◆ Provided records ◆
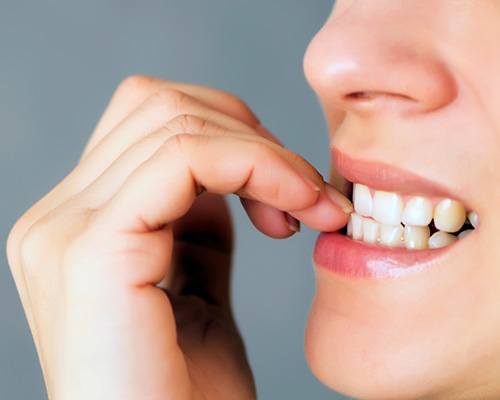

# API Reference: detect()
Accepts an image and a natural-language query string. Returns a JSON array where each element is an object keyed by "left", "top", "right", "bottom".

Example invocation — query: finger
[
  {"left": 82, "top": 76, "right": 259, "bottom": 158},
  {"left": 80, "top": 89, "right": 255, "bottom": 170},
  {"left": 240, "top": 198, "right": 300, "bottom": 239},
  {"left": 86, "top": 135, "right": 326, "bottom": 284}
]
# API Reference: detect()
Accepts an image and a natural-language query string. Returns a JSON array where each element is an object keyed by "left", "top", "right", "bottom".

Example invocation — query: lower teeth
[{"left": 346, "top": 213, "right": 474, "bottom": 250}]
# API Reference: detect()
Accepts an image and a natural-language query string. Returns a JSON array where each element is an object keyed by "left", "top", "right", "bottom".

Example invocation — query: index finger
[{"left": 82, "top": 75, "right": 266, "bottom": 158}]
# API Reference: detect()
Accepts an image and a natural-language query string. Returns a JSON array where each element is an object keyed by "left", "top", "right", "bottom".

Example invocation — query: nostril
[
  {"left": 344, "top": 91, "right": 416, "bottom": 101},
  {"left": 341, "top": 90, "right": 425, "bottom": 114},
  {"left": 344, "top": 92, "right": 374, "bottom": 100}
]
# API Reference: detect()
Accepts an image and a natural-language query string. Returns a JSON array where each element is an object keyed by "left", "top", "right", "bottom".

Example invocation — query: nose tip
[{"left": 304, "top": 26, "right": 457, "bottom": 114}]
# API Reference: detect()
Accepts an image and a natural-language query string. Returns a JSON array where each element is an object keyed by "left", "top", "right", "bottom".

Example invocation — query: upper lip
[{"left": 331, "top": 147, "right": 465, "bottom": 203}]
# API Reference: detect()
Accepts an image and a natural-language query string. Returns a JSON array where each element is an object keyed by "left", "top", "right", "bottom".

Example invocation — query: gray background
[{"left": 0, "top": 0, "right": 350, "bottom": 400}]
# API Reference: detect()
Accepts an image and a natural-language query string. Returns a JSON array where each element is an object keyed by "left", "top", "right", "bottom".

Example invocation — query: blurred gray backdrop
[{"left": 0, "top": 0, "right": 352, "bottom": 400}]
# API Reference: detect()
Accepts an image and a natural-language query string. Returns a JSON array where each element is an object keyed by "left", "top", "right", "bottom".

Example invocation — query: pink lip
[
  {"left": 314, "top": 148, "right": 455, "bottom": 278},
  {"left": 314, "top": 232, "right": 453, "bottom": 278},
  {"left": 332, "top": 148, "right": 453, "bottom": 197}
]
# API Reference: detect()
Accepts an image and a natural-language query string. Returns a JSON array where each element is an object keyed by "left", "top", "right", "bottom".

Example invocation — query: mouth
[{"left": 314, "top": 148, "right": 479, "bottom": 278}]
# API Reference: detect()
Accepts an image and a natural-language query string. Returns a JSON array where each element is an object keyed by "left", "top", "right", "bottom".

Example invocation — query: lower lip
[{"left": 314, "top": 232, "right": 452, "bottom": 278}]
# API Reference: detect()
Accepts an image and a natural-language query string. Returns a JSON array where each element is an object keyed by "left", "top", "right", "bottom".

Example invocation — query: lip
[
  {"left": 314, "top": 232, "right": 459, "bottom": 279},
  {"left": 313, "top": 148, "right": 463, "bottom": 279},
  {"left": 331, "top": 147, "right": 462, "bottom": 201}
]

◆ What is required ◆
How many lines in the records above contain the string "invocation"? Treat uppercase and lowercase as different, and reply with the number alone.

◆ Full output ◆
12